- _GOAL OF THE EXERCISE_
According to the data lakehouse article below, what does a Data Lakehouse combine?

- _PAGE TEXT_
登录查看更多内容

Creating a Local Data Lakehouse using Spark/Minio/Dremio/Nessie

Alex Merced

Co-Author of “Apache Iceberg: The Definitive Guide” | Senior Tech Evangelist at Dremio | LinkedIn Learning Instructor | Tech Content Creator

发布日期: 2023年8月8日

Data is becoming the cornerstone of modern businesses. As businesses scale, so does their data, and this leads to the need for efficient data storage, retrieval, and processing systems. This is where Data Lakehouses come into the picture.

What is a Data Lakehouse?

A Data Lakehouse combines the best of both data lakes and data warehouses. It provides data lakes' raw storage capabilities and data warehouses' structured querying capabilities. This hybrid model ensures flexibility in storing vast amounts of unstructured data, while also enabling SQL-based structured queries, ensuring that businesses can derive meaningful insights from their data.

- _GIVEN DATA_

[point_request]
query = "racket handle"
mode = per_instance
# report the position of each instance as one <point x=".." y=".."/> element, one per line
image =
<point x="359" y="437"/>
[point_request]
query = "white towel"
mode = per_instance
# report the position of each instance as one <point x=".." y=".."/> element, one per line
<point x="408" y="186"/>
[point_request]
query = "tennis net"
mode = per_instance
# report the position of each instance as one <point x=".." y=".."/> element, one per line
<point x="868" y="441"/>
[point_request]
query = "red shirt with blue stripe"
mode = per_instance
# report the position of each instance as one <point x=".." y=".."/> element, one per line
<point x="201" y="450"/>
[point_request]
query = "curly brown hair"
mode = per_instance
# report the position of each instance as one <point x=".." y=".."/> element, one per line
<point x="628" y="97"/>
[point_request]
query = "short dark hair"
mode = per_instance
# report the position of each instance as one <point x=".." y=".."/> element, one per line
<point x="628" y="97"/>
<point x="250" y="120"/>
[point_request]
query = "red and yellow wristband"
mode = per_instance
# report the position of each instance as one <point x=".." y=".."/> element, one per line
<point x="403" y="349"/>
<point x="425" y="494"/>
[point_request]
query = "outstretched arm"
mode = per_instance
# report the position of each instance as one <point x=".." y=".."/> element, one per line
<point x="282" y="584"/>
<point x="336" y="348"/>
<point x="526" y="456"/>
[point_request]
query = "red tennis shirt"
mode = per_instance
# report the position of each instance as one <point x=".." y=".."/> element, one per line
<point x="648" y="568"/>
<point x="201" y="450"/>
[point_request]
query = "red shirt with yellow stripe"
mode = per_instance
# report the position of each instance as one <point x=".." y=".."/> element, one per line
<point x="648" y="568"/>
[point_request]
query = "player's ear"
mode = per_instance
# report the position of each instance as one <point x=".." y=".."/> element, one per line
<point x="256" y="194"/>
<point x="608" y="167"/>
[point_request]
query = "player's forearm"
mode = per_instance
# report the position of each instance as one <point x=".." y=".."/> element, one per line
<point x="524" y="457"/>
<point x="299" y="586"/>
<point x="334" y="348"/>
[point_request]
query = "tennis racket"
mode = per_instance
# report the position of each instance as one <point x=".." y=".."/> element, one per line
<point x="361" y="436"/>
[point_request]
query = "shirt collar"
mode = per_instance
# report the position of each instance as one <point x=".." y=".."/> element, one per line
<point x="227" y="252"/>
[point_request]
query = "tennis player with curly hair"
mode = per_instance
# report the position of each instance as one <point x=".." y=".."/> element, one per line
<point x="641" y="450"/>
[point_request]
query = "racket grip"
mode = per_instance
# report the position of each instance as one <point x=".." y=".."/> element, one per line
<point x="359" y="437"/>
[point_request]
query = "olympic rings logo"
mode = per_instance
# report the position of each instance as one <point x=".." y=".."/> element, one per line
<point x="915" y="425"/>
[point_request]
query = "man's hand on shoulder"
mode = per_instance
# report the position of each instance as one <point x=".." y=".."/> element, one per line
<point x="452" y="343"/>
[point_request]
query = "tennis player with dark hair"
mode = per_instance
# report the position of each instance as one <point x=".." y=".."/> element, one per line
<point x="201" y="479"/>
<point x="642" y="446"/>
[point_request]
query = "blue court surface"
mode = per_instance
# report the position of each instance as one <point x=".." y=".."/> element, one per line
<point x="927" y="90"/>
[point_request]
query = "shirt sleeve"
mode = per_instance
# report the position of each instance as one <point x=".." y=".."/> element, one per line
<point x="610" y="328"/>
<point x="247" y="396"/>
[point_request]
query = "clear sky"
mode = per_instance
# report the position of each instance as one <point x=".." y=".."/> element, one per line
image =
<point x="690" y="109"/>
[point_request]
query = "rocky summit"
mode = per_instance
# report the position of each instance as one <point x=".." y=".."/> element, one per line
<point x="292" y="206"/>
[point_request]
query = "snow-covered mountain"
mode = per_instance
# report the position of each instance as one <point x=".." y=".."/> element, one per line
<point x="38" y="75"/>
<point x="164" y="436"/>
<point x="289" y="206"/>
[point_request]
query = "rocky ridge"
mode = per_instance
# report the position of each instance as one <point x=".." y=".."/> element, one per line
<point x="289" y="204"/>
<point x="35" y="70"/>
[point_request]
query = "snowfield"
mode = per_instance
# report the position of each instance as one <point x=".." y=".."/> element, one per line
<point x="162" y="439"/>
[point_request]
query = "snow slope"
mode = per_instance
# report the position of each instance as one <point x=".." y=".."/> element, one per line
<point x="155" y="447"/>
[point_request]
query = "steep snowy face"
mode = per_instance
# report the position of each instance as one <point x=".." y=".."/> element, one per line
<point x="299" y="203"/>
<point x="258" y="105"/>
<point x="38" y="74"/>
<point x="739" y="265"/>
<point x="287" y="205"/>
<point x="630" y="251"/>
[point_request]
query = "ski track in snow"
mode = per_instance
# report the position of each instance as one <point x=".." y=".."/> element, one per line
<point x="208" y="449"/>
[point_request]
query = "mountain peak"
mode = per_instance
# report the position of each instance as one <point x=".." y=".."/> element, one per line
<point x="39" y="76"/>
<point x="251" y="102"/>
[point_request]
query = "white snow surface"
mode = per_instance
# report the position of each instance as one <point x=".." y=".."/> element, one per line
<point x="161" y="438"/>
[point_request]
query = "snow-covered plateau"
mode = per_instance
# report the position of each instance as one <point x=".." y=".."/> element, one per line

- _EXERCISE OUTPUT_
It combines the best of both data lakes and data warehouses.